:: Work instructions ::
Tally the lines in the material below that contain the string "front", matching case exactly. Reply with that number alone.

:: Extracted records ::
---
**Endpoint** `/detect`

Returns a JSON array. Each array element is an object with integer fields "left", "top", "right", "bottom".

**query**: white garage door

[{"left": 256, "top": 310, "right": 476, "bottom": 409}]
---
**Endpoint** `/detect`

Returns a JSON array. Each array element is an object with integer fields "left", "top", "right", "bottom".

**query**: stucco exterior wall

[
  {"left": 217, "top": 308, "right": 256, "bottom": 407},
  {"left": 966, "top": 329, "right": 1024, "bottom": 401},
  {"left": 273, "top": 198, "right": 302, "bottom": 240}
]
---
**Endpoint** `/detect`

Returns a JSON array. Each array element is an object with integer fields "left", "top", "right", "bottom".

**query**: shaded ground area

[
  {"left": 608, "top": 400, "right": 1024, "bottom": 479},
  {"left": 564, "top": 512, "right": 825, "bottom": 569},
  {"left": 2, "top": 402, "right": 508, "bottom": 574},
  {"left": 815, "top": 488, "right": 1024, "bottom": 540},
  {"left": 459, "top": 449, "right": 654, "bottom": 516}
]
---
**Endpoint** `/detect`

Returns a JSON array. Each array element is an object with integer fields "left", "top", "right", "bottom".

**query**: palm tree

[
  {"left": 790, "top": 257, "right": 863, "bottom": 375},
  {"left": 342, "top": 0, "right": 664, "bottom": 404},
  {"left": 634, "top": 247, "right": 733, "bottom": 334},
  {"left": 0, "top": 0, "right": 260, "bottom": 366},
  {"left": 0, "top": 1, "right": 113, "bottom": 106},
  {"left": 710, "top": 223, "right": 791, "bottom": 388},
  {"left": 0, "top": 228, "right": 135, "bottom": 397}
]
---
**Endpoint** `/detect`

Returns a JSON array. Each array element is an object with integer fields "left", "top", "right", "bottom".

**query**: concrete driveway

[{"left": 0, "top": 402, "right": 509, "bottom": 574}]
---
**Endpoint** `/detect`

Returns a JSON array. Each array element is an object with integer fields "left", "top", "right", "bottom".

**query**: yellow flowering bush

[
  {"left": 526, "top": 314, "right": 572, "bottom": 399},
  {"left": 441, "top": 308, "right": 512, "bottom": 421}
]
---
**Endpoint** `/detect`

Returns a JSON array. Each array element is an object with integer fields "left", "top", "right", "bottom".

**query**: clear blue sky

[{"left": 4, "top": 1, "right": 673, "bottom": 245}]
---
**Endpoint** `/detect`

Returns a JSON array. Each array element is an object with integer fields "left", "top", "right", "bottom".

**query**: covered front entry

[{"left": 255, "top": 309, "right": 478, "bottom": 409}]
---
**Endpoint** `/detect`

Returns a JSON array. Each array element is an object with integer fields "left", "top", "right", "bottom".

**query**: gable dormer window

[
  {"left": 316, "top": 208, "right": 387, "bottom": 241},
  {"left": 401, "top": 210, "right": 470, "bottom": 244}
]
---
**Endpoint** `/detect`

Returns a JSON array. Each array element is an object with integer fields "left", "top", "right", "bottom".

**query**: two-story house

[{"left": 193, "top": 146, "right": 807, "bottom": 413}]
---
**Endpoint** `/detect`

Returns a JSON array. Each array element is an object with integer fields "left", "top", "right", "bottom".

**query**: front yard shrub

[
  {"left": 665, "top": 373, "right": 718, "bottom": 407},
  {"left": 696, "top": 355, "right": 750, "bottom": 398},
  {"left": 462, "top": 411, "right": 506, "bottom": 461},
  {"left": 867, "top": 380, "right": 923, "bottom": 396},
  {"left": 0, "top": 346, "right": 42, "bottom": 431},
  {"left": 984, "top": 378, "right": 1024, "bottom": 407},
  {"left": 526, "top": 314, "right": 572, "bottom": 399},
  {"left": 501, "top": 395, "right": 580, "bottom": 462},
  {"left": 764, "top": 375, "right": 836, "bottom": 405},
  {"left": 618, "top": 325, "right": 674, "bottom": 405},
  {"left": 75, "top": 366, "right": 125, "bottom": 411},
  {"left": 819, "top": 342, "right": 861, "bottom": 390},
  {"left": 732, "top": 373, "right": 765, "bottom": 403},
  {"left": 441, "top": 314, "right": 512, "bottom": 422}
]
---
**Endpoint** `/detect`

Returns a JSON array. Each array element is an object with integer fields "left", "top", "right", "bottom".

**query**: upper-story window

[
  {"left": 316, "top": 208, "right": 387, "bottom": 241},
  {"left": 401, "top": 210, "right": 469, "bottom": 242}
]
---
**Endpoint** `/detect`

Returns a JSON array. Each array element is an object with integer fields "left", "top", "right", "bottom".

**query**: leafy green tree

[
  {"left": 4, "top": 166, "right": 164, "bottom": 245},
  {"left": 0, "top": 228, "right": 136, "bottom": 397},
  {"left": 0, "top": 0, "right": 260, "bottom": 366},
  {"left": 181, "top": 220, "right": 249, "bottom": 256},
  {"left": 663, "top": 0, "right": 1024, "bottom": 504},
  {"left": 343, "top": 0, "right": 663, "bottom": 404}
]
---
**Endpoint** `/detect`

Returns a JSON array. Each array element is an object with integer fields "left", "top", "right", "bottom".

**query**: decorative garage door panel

:: Exercise solution ::
2